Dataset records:
►
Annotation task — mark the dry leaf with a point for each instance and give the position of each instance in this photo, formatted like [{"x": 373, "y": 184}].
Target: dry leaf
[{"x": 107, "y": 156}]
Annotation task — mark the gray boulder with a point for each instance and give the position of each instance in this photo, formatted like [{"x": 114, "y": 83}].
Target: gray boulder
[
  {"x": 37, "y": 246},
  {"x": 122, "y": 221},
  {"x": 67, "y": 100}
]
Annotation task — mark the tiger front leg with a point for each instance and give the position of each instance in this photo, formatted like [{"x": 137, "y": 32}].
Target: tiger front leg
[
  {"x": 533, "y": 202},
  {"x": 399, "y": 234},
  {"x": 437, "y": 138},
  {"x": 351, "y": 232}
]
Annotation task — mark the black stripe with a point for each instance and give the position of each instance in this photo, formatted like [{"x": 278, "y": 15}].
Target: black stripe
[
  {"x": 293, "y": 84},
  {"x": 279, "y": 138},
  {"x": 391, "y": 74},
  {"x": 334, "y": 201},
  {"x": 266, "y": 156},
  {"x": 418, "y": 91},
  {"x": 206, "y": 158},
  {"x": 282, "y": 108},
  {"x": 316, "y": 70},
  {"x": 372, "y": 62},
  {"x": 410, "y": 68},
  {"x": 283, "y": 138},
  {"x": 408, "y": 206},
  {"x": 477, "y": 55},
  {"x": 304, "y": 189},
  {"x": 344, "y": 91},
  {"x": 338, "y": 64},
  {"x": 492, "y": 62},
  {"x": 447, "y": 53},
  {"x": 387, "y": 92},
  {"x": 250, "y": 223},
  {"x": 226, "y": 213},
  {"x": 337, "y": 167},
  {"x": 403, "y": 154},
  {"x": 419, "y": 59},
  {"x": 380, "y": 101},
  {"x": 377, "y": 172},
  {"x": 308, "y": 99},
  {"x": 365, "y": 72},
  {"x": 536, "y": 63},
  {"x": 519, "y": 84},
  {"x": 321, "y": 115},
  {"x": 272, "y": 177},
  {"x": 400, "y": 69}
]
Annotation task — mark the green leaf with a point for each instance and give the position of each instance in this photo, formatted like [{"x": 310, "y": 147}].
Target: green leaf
◄
EXERCISE DETAILS: Rewrite the lines above, changing every "Annotation task" to "Labeling task" and keeping everything else the same.

RESULT BELOW:
Labeling task — mark the dry leaf with a point for each instance and give the position of each instance in this photo, formatted like [{"x": 373, "y": 184}].
Target: dry leaf
[{"x": 107, "y": 156}]
Labeling task — mark the gray boulder with a point for each instance and give the position of each instance in this photo, formatted like [{"x": 114, "y": 83}].
Target: gray boulder
[
  {"x": 37, "y": 246},
  {"x": 122, "y": 221},
  {"x": 67, "y": 100}
]
Labeling task — mark the tiger front leg with a point for each instance and give the position of each instance in this photo, formatted like [{"x": 137, "y": 32}].
Target: tiger front leg
[
  {"x": 533, "y": 202},
  {"x": 399, "y": 234},
  {"x": 437, "y": 138},
  {"x": 351, "y": 232}
]
Labeling task — mark the black stripe with a point for each instance and give the position of each instance in this photo, formatted like [{"x": 278, "y": 15}].
Target: black stripe
[
  {"x": 293, "y": 84},
  {"x": 279, "y": 138},
  {"x": 391, "y": 74},
  {"x": 334, "y": 201},
  {"x": 266, "y": 156},
  {"x": 418, "y": 91},
  {"x": 206, "y": 158},
  {"x": 282, "y": 108},
  {"x": 316, "y": 70},
  {"x": 372, "y": 62},
  {"x": 410, "y": 68},
  {"x": 283, "y": 138},
  {"x": 408, "y": 206},
  {"x": 477, "y": 55},
  {"x": 304, "y": 189},
  {"x": 344, "y": 91},
  {"x": 338, "y": 64},
  {"x": 492, "y": 62},
  {"x": 447, "y": 53},
  {"x": 387, "y": 92},
  {"x": 250, "y": 223},
  {"x": 226, "y": 213},
  {"x": 337, "y": 167},
  {"x": 403, "y": 154},
  {"x": 419, "y": 59},
  {"x": 380, "y": 101},
  {"x": 377, "y": 172},
  {"x": 308, "y": 99},
  {"x": 365, "y": 72},
  {"x": 536, "y": 63},
  {"x": 519, "y": 84},
  {"x": 321, "y": 115},
  {"x": 272, "y": 177},
  {"x": 400, "y": 69}
]
Labeling task — mark the green leaf with a point for each instance and give the position of each instance in this photo, formatted like [{"x": 310, "y": 147}].
Target: green leaf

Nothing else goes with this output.